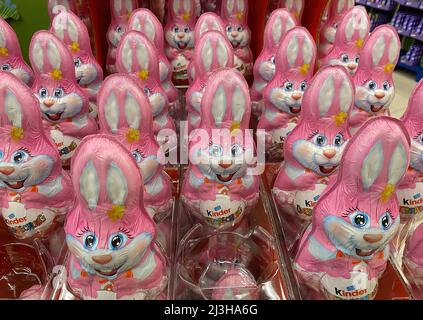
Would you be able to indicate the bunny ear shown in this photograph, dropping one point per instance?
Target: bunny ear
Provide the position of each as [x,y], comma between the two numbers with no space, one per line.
[13,109]
[116,185]
[207,55]
[89,186]
[239,102]
[53,55]
[398,164]
[326,95]
[219,105]
[372,165]
[132,111]
[111,112]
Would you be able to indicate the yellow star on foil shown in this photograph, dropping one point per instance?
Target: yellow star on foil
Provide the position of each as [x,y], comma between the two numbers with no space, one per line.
[305,68]
[340,118]
[16,134]
[387,192]
[4,52]
[143,74]
[116,212]
[133,135]
[56,74]
[389,68]
[75,47]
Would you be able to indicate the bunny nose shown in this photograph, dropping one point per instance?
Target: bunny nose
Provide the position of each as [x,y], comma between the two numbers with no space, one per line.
[329,153]
[102,259]
[225,165]
[372,238]
[379,95]
[7,171]
[48,103]
[297,96]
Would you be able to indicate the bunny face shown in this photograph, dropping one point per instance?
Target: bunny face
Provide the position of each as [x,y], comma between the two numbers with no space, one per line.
[108,230]
[374,84]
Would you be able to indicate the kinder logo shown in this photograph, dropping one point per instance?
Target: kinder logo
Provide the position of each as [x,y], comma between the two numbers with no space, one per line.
[351,292]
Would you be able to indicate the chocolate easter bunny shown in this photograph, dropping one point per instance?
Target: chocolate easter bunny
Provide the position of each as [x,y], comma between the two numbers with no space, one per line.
[144,21]
[179,34]
[137,56]
[235,17]
[35,191]
[125,113]
[373,80]
[346,249]
[352,32]
[109,234]
[63,103]
[295,60]
[11,59]
[314,148]
[279,23]
[220,187]
[212,53]
[121,11]
[74,34]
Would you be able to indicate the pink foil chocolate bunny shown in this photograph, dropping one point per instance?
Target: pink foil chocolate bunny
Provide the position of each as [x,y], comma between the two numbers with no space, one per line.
[144,21]
[373,80]
[220,186]
[138,57]
[295,60]
[346,249]
[121,11]
[235,17]
[63,103]
[35,191]
[314,148]
[279,23]
[11,59]
[207,22]
[212,53]
[74,34]
[410,191]
[179,34]
[125,112]
[352,32]
[328,29]
[109,234]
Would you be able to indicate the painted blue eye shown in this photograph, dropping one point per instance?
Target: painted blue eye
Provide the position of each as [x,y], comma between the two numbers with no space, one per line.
[320,140]
[216,150]
[90,241]
[386,221]
[117,241]
[20,156]
[360,219]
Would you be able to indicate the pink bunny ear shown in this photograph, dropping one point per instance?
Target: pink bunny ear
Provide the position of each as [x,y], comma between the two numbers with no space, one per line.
[50,57]
[213,52]
[295,7]
[137,55]
[144,21]
[297,52]
[381,50]
[413,116]
[20,114]
[207,22]
[69,28]
[226,101]
[235,11]
[330,95]
[9,43]
[124,109]
[279,23]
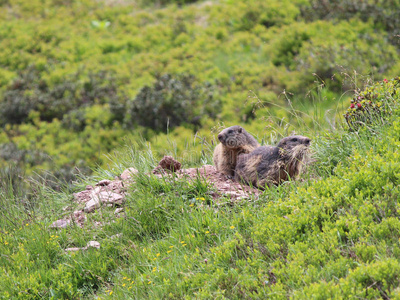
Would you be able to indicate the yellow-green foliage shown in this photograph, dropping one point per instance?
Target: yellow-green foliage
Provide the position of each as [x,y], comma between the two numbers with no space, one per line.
[336,234]
[58,58]
[373,104]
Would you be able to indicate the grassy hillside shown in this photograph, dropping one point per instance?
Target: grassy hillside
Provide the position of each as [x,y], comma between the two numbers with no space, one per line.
[335,234]
[78,77]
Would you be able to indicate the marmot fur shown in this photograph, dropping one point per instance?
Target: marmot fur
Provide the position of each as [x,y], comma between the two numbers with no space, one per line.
[269,165]
[234,141]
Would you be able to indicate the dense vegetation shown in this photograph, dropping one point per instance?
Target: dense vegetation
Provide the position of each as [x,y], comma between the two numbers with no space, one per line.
[79,77]
[94,87]
[336,234]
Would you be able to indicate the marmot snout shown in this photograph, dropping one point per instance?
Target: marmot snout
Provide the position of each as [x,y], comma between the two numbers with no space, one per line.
[269,165]
[234,140]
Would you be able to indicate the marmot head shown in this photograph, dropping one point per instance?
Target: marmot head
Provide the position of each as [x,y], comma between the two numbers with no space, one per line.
[233,137]
[293,141]
[294,148]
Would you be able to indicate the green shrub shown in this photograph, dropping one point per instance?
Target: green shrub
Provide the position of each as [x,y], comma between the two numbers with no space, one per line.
[29,92]
[384,14]
[172,101]
[372,105]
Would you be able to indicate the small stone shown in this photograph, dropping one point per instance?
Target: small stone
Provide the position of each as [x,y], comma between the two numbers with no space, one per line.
[128,173]
[103,182]
[93,244]
[73,249]
[60,224]
[116,236]
[92,205]
[118,210]
[109,197]
[167,163]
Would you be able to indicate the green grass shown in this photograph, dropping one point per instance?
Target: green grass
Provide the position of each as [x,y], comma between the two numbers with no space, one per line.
[334,234]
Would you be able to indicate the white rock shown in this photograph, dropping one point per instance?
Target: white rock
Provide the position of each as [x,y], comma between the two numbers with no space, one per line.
[118,210]
[73,249]
[93,244]
[92,204]
[128,173]
[108,197]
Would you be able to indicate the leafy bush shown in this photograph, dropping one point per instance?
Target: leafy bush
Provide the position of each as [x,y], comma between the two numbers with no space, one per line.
[385,14]
[173,101]
[30,92]
[372,105]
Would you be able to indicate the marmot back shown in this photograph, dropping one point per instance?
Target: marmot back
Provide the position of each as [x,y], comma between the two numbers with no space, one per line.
[234,141]
[269,165]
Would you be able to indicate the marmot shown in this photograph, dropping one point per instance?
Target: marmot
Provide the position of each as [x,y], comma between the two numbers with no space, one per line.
[234,141]
[269,165]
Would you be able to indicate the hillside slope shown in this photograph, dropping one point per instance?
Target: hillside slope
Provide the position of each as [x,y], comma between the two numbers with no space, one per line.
[77,77]
[335,234]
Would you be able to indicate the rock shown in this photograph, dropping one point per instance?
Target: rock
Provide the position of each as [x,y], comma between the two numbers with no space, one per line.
[92,205]
[103,182]
[73,249]
[109,197]
[83,196]
[128,173]
[63,223]
[93,244]
[79,217]
[118,210]
[167,163]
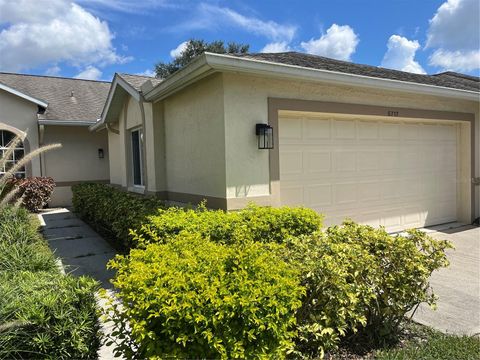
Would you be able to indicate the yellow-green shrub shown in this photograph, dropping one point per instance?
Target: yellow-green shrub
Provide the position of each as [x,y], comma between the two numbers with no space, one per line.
[262,224]
[193,298]
[396,269]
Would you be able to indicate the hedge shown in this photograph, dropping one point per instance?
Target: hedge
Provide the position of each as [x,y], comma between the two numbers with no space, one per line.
[262,224]
[111,211]
[358,281]
[43,313]
[192,298]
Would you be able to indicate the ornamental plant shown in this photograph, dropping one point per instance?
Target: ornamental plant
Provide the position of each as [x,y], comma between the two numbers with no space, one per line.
[9,193]
[255,223]
[393,273]
[194,298]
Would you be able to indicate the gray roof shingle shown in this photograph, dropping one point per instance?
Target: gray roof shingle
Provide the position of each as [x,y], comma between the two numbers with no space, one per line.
[136,81]
[447,79]
[85,105]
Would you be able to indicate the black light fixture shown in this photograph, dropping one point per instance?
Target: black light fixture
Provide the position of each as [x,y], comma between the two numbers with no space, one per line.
[265,136]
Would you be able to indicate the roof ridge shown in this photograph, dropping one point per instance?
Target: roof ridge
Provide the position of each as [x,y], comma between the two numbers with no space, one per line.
[457,74]
[137,75]
[341,61]
[53,77]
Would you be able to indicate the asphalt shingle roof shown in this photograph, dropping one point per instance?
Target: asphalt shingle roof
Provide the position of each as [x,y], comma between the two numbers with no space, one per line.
[68,99]
[138,80]
[447,79]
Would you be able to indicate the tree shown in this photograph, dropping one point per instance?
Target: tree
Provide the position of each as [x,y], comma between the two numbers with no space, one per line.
[195,48]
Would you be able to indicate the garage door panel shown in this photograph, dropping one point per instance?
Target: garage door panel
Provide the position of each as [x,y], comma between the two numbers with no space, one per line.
[318,195]
[317,129]
[367,130]
[344,129]
[394,174]
[318,161]
[345,161]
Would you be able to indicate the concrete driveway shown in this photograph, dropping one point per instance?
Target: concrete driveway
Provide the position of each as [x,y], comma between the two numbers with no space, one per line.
[458,286]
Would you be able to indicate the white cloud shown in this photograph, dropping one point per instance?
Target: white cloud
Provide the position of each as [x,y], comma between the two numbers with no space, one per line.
[456,60]
[178,50]
[209,16]
[339,42]
[400,55]
[53,70]
[454,32]
[90,73]
[36,33]
[129,6]
[281,46]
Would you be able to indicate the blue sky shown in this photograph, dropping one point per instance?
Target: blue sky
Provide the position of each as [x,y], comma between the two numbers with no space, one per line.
[96,38]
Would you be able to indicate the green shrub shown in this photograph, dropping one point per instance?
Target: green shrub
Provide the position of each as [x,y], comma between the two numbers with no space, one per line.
[111,211]
[396,268]
[21,247]
[47,315]
[262,224]
[336,293]
[34,191]
[193,298]
[43,314]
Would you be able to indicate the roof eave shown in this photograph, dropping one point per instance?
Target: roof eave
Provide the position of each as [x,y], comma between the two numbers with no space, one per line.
[55,122]
[117,81]
[13,91]
[209,62]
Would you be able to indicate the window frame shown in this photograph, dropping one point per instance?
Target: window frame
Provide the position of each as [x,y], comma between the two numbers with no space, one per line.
[141,185]
[22,174]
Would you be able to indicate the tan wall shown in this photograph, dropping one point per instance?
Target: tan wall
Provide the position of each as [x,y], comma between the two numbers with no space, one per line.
[195,140]
[76,161]
[246,103]
[19,115]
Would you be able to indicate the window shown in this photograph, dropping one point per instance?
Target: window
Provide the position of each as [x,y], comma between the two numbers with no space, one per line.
[137,158]
[5,138]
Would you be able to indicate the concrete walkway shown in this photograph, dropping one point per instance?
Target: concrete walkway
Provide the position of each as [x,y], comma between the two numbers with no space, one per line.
[81,249]
[458,286]
[82,252]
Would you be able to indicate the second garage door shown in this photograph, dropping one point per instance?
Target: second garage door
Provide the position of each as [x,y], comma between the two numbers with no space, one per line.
[398,174]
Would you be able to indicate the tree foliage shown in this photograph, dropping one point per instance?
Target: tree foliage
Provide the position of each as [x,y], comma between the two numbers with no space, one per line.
[195,48]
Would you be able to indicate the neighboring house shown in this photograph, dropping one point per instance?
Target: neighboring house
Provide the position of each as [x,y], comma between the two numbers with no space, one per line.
[56,110]
[383,147]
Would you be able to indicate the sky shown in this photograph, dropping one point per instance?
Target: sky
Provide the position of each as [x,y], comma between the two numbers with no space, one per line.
[93,39]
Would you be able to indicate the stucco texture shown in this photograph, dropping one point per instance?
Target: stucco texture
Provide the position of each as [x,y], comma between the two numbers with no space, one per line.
[246,103]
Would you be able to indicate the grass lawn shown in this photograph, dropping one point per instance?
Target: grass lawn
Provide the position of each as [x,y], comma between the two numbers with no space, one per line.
[420,343]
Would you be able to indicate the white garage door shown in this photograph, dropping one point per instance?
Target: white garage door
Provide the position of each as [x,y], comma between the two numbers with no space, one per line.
[391,173]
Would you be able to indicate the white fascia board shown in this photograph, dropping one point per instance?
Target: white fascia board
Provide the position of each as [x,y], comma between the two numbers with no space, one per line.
[196,70]
[209,62]
[23,96]
[223,62]
[117,81]
[66,122]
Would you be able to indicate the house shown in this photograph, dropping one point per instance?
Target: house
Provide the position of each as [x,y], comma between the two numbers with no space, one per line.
[56,110]
[383,147]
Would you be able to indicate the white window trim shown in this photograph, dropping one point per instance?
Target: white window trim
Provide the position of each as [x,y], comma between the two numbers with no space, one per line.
[138,188]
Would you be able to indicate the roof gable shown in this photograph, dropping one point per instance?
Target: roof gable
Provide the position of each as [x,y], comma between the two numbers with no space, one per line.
[69,100]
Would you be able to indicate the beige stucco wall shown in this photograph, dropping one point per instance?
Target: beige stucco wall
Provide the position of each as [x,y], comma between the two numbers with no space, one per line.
[246,103]
[195,140]
[19,115]
[76,161]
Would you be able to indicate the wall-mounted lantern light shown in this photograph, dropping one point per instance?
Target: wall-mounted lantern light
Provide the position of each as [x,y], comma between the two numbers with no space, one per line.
[265,136]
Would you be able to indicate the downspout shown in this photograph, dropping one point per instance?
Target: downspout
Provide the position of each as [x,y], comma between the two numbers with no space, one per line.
[41,132]
[144,146]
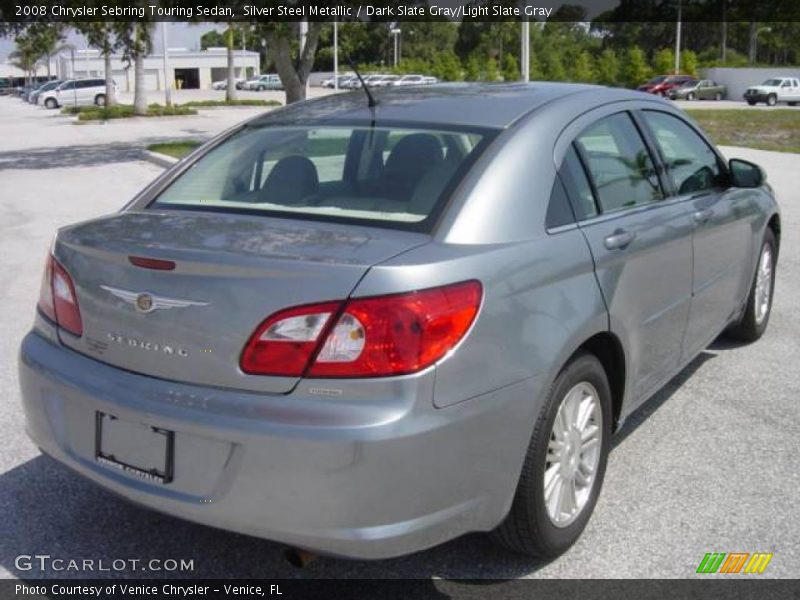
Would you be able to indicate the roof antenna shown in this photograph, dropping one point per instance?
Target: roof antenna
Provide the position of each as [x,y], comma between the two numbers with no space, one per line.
[371,102]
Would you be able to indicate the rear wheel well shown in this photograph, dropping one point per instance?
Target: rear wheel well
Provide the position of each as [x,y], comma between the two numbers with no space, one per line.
[608,350]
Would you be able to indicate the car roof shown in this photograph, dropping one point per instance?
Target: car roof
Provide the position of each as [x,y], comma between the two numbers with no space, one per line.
[475,105]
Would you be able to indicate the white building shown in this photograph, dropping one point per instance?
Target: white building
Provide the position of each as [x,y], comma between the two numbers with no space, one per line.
[186,69]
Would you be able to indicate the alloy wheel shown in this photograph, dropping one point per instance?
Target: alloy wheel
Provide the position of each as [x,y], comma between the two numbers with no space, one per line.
[763,293]
[573,454]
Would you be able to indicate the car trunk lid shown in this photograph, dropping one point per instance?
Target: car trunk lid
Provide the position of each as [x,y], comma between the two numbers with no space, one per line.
[230,272]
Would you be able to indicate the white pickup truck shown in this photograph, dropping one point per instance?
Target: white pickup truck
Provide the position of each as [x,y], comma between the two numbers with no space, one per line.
[774,90]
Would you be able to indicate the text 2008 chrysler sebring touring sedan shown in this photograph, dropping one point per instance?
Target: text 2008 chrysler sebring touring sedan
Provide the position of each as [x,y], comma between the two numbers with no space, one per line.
[365,330]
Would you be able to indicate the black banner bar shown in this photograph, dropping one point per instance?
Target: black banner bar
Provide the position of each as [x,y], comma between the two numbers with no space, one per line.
[612,11]
[710,587]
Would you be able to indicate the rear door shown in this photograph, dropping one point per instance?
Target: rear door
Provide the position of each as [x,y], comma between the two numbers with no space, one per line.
[698,176]
[641,243]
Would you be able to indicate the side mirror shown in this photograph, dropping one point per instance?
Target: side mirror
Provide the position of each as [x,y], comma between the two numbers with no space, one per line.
[746,174]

★ ★ ★

> **DESCRIPTION OF THE TASK**
Lines with the word "trim": copy each one from the data above.

> **TASK RESULT**
Would you be able to indicate the white window trim shown in this photograph, dropping one point per instance?
Target: white window trim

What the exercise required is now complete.